_Problem statement_. Exactly as they appear, copy the lines from the one holding "Could you point out the light" through the end of the records, leaving pictures out.

[Stored data entries]
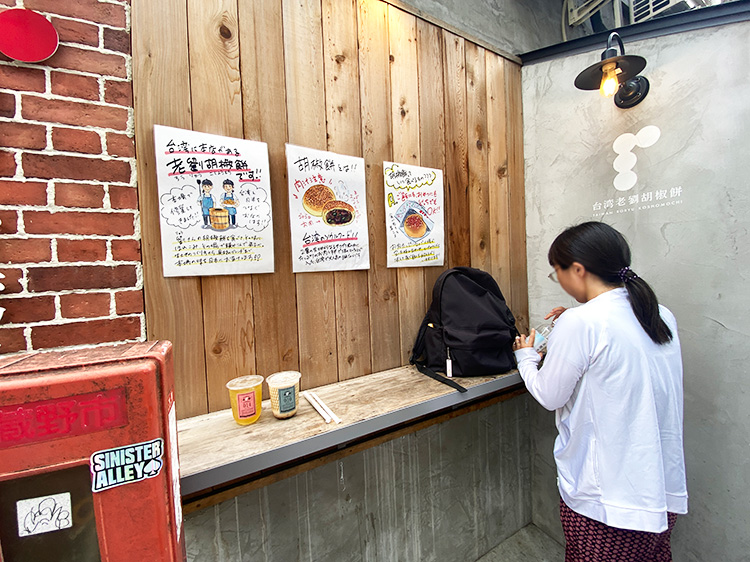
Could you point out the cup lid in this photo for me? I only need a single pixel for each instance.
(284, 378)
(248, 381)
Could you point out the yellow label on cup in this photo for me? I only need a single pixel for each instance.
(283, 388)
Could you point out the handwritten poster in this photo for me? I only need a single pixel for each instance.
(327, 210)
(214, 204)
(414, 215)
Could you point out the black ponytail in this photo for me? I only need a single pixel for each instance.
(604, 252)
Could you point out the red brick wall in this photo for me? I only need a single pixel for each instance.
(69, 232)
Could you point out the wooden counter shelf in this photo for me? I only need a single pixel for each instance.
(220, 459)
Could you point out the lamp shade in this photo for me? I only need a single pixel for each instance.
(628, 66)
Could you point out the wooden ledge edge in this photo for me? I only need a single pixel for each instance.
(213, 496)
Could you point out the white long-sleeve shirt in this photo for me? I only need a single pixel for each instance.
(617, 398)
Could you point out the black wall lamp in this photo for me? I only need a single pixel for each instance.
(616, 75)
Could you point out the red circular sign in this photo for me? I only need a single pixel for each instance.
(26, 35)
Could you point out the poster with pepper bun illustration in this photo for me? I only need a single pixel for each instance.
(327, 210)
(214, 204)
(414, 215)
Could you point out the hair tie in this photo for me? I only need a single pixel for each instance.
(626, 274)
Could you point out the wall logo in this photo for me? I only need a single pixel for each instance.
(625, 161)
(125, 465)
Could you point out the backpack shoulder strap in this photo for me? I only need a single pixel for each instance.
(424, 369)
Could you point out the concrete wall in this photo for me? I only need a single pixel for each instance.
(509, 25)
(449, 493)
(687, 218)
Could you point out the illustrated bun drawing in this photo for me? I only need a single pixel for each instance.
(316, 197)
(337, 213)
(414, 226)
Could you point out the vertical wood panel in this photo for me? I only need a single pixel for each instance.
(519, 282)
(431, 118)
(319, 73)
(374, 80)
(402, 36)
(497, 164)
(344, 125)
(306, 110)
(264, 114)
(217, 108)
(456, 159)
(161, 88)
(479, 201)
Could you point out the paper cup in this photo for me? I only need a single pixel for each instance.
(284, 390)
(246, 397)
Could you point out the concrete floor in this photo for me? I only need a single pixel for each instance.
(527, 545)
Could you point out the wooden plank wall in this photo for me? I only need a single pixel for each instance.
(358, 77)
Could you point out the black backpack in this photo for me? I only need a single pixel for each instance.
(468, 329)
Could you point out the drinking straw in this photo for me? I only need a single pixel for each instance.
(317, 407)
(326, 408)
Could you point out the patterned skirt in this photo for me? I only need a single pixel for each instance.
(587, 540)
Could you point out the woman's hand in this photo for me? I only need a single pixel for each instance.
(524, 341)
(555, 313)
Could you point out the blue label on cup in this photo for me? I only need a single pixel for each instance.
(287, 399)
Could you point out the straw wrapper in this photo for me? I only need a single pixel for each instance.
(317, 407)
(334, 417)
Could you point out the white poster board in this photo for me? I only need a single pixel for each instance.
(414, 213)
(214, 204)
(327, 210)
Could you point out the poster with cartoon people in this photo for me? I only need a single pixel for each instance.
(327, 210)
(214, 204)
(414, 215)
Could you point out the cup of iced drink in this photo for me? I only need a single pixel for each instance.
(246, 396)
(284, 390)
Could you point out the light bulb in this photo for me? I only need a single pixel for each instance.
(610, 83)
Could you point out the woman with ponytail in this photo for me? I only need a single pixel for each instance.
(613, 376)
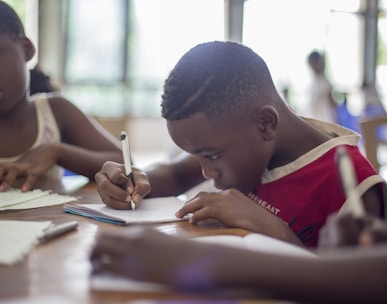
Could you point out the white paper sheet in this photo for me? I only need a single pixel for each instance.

_Answer to this exercise_.
Could you point out the light bulb in this photo for me? I only need a single pixel for each instance.
(610, 83)
Could you point out the woman with ponytail in this photo for me? I only need a single pixel for each instance.
(613, 376)
Could you point out the white paper sheet in this photo for me? I only need a single pixel for each instance.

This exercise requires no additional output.